ACTIVIDAD 1:
Reescribe en forma de lista el párrafo del texto sobre el centenario de Juan Pablo II que empieza con "Centenario del nacimiento". Conserva sus datos principales.
ACTIVIDAD 2:
Prosigue el texto sobre el centenario de Juan Pablo II a partir de la última frase que aparece.
━━━━━ TEXTO PROPUESTO
Centenario del nacimiento de Juan Pablo II. La verdad que no me acostumbro a llamarle San Juan Pablo II. No porque no lo vea santo, al contrario. Lo que ocurre es que lo he sentido siempre tan cercano que lo de “san” me suena casi postizo, como si me lo hubieran cambiado. Su santidad, por lo demás, no deja lugar a dudas: su vida, su compromiso con la justicia y la verdad, la soportación de la enfermedad y su forma de morir son la mejor prueba.
Tengo entre mis manos el libro que, con ocasión del Centenario ha editado la Librería Editrice Vaticana. El prefacio es de papa Francisco, que, escribiéndolo, ha querido rendir homenaje a este gigante del siglo XX. A continuación, transcribo algunos de los párrafos más significativos.
━━━━━━━━━━
━━━━━ MATERIAL DE PARTIDA
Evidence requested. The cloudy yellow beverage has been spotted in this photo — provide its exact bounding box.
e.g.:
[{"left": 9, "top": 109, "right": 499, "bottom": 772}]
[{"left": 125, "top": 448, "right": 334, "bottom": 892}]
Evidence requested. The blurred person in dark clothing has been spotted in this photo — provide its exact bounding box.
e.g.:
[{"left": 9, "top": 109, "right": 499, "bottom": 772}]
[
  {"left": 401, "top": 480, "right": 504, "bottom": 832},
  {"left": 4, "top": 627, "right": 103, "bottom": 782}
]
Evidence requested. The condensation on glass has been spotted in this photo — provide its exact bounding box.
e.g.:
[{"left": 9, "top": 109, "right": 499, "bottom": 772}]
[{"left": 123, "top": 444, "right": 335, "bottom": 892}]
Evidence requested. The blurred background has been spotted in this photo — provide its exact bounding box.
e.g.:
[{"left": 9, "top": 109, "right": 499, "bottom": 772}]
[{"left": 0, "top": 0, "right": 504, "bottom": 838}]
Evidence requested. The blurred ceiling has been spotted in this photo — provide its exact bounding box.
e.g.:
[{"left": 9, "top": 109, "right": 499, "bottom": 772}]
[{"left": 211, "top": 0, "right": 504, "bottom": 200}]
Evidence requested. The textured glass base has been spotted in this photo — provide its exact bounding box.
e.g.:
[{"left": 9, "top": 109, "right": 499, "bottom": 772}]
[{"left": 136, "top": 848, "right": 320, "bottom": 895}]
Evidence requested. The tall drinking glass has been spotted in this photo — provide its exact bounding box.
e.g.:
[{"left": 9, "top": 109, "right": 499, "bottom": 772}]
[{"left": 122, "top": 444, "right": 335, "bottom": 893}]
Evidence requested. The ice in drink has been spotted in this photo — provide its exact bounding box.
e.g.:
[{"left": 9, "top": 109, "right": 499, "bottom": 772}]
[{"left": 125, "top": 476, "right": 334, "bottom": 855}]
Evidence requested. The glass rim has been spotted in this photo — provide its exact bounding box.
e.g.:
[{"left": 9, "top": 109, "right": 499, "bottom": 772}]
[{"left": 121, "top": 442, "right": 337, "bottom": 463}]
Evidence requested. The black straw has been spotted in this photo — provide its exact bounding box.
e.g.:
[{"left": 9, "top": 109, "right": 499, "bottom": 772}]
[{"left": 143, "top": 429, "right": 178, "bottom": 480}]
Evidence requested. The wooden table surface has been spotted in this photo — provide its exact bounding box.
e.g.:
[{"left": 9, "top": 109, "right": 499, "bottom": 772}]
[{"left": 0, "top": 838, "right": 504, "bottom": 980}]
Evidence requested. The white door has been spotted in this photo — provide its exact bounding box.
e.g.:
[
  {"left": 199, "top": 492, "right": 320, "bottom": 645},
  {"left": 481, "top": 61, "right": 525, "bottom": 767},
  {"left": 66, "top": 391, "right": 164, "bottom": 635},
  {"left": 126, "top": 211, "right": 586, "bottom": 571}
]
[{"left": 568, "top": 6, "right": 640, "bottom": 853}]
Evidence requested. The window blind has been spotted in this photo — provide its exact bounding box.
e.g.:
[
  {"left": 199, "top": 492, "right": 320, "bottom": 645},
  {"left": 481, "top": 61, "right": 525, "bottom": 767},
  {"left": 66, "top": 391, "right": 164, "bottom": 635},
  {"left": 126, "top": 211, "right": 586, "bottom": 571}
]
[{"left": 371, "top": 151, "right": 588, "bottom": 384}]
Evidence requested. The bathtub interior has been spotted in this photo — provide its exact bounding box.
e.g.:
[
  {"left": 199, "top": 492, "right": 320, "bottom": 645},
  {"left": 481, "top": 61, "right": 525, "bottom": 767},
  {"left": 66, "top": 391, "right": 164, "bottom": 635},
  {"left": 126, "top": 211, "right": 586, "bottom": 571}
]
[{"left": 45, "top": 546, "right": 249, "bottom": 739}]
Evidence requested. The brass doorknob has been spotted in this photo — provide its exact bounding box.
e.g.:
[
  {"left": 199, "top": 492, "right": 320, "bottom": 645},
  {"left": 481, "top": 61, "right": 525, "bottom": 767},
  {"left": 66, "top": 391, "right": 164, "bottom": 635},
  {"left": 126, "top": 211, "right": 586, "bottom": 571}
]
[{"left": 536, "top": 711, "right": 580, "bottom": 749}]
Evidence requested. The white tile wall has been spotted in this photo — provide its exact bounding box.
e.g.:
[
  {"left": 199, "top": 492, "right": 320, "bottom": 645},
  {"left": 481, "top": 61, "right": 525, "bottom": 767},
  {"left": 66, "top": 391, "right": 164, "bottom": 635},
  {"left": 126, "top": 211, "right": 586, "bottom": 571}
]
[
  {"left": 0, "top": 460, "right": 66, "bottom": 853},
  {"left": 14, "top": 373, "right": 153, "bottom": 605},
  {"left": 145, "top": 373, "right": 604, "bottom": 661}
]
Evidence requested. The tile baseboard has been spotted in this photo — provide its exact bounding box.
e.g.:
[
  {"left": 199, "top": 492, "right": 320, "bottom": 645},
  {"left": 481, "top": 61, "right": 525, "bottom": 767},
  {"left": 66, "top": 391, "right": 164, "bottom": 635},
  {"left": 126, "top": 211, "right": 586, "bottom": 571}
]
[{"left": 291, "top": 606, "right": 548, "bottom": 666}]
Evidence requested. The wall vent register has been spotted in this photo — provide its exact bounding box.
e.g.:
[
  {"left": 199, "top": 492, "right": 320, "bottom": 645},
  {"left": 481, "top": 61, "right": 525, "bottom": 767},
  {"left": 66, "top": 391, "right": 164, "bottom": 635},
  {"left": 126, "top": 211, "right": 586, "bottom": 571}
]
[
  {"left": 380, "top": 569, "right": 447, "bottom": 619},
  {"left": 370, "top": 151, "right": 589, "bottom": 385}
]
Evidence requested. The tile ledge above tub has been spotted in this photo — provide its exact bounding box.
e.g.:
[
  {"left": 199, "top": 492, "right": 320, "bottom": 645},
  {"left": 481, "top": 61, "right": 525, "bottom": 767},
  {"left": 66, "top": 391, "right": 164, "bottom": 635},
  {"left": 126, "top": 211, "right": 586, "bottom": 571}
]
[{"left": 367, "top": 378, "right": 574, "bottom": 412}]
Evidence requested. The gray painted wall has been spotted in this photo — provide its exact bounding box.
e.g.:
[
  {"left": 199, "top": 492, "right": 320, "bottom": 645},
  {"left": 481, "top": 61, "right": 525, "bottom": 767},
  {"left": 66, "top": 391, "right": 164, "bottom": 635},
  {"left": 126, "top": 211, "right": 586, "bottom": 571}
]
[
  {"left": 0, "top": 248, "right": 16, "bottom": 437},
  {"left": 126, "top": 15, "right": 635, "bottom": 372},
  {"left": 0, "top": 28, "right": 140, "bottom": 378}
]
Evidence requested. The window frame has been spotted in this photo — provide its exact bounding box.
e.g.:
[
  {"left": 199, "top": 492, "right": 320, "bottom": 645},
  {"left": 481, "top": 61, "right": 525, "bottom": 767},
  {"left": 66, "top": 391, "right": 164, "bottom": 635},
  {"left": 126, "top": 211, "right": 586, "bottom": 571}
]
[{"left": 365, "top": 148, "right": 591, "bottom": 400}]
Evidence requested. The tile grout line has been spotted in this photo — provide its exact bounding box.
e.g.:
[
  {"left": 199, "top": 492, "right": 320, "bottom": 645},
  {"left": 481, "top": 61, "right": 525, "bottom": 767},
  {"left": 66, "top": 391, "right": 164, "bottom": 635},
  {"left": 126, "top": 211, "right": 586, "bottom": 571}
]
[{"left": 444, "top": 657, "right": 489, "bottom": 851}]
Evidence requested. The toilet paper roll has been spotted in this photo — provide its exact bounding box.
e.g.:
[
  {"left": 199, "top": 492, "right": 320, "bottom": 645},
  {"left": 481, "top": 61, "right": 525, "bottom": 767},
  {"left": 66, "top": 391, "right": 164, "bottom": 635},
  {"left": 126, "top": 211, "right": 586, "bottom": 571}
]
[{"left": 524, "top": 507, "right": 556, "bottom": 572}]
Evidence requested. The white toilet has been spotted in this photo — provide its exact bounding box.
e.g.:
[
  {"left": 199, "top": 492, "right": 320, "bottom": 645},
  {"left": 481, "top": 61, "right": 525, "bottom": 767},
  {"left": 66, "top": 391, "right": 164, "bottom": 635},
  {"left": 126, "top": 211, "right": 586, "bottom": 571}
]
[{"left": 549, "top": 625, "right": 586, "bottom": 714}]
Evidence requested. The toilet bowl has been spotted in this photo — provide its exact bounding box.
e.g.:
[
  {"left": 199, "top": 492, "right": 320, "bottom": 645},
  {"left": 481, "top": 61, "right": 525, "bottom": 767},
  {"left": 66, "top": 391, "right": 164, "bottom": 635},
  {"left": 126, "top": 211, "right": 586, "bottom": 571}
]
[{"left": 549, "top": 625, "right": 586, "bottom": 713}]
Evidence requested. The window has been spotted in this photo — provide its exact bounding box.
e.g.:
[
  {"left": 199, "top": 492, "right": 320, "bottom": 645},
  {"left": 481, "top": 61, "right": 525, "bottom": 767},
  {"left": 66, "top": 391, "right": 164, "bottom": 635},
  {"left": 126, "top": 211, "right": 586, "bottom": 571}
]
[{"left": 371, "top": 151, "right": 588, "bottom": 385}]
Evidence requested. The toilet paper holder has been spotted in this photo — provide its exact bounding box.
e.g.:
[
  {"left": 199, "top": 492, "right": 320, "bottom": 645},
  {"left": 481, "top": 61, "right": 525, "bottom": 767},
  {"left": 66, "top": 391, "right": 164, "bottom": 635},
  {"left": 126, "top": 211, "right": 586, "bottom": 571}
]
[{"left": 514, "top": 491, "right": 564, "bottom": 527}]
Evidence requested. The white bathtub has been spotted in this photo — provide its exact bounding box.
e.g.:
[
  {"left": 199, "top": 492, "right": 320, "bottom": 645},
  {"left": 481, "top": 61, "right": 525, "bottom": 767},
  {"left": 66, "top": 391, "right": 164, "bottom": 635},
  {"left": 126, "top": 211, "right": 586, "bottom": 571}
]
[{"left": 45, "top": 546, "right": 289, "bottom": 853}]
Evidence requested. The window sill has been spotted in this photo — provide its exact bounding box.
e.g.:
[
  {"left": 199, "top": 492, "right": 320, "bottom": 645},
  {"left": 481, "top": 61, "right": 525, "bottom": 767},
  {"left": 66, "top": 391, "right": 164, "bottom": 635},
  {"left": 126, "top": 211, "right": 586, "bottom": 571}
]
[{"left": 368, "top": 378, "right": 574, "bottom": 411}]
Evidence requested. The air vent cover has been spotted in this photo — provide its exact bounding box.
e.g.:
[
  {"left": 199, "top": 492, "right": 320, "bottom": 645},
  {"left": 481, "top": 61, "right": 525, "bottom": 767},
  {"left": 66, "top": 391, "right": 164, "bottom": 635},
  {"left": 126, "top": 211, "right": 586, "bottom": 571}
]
━━━━━━━━━━
RESULTADO 1:
- Motivo: el centenario del nacimiento de Juan Pablo II.
- Me cuesta llamarle San Juan Pablo II, aunque sí lo veo santo.
- Lo he sentido siempre tan cercano que el "san" me suena casi postizo.
- Su santidad queda probada por su vida, su compromiso con la justicia y la verdad, la manera en que soportó la enfermedad y su forma de morir.

RESULTADO 2:
«[Juan Pablo II] ha sido un ejemplo de cómo se puede marchar feliz, pese a las dificultades, por los caminos del mundo, siguiendo las huellas de los gigantes que nos han precedido en la certeza de que no estamos solos, de que nunca estaremos solos».
«[…] Fue un extraordinario educador para numerosos jóvenes que, a través de él, novel sacerdote, fueron introducidos en el camino de una fe concreta, testimoniada, vivida en cada instante de la vida».
«[…] un gran testigo de la fe, un gran hombre de oración, un guía seguro para la Iglesia en tiempos de grandes cambios».
«[…] Quedan impresas en la memoria de quienes hemos vivido los años de su largo y fecundo pontificado su gran pasión por lo humano, su apertura, su búsqueda del diálogo con todos, su determinación a hacer todo lo posible por detener las guerras, su propensión a ir al encuentro de todos y a abrazar a todos los que sufren».
«[…] la Iglesia de los mártires detrás de la cortina de hierro encontró una voz».
«[…] Huérfano de madre, vive el drama de la muerte de su hermano muy querido, y luego de su padre. Cuando ingresó al Seminario clandestino de Cracovia, había perdido a todos sus parientes cercanos. Vivió su entrega total a Dios y a su Iglesia en un momento en el que muchos de sus amigos habían muerto durante la guerra».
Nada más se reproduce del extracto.